## start

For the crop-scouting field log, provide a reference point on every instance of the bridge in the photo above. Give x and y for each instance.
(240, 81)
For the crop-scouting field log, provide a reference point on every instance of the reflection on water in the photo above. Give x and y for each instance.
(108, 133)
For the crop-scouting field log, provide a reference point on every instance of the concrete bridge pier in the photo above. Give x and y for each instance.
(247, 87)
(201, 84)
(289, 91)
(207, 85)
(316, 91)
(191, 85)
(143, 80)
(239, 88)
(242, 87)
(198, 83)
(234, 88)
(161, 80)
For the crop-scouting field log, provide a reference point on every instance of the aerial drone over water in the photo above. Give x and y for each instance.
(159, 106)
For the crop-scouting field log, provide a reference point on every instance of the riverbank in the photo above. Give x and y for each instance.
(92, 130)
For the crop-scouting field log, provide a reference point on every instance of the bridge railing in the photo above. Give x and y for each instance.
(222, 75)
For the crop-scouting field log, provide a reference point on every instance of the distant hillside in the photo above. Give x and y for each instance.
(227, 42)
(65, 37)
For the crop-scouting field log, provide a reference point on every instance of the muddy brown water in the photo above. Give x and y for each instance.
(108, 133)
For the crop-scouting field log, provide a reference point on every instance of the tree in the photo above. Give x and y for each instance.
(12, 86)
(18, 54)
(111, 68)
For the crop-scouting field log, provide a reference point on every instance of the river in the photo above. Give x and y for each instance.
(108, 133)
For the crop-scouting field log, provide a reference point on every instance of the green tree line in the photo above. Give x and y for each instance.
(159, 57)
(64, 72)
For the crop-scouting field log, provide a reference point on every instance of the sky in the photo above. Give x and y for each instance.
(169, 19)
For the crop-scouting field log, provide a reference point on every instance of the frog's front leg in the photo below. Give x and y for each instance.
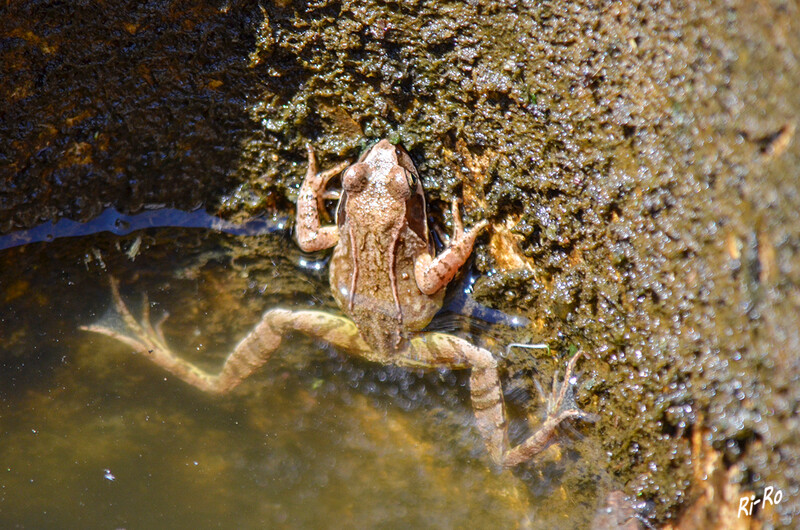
(441, 350)
(310, 235)
(249, 355)
(434, 273)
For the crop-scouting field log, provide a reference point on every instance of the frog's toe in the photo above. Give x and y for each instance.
(561, 401)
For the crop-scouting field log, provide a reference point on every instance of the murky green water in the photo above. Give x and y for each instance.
(93, 436)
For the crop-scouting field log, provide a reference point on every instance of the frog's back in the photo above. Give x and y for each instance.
(374, 309)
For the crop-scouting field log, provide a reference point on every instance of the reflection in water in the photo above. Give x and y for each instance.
(117, 223)
(96, 437)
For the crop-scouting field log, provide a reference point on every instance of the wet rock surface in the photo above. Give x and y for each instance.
(638, 164)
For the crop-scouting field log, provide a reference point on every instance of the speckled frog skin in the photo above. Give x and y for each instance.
(388, 283)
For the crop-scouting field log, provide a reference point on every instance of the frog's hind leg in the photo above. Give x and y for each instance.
(249, 355)
(441, 350)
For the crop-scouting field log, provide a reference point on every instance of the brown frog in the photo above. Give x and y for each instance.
(389, 284)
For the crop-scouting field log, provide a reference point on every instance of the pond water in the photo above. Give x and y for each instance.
(93, 436)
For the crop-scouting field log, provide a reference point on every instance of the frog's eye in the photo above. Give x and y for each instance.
(355, 177)
(398, 183)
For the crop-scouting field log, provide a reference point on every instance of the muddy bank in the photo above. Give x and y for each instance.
(638, 164)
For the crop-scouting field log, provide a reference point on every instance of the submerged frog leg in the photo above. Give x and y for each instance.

## end

Reproduce word for word the lines of the records above, from the line containing "of the speckled" through the final line, inclusive.

For the crop-scouting field log, provide a reference point on every instance of the speckled frog skin in the photo above. Give x and y for each instance.
(388, 283)
For the crop-scouting field log, provide a reference point on every instance of the frog's hind leg in the photo above. Give x and y for each instance.
(249, 355)
(441, 350)
For the crop-scouting field log, provide a reference point on every instance of the brown frog in the photo above. Give x and y for each instance.
(389, 284)
For the crop-scouting field log, provide a reference point on every instance of the pond water in the photo above. Give x and y for each instance.
(93, 436)
For the crop-scouting field log, provide a reference point on every instance of the frog's eye in the photo above. Give x and y for each instance.
(355, 177)
(398, 183)
For the crop-scouting field log, provide a reference point on every instance of the muddy bank in the photo above. Give x and y for each instance.
(638, 164)
For the crop-scouting field log, provide a reference point on every instance of the submerged frog leg in the photo above. Give x and y for each instance.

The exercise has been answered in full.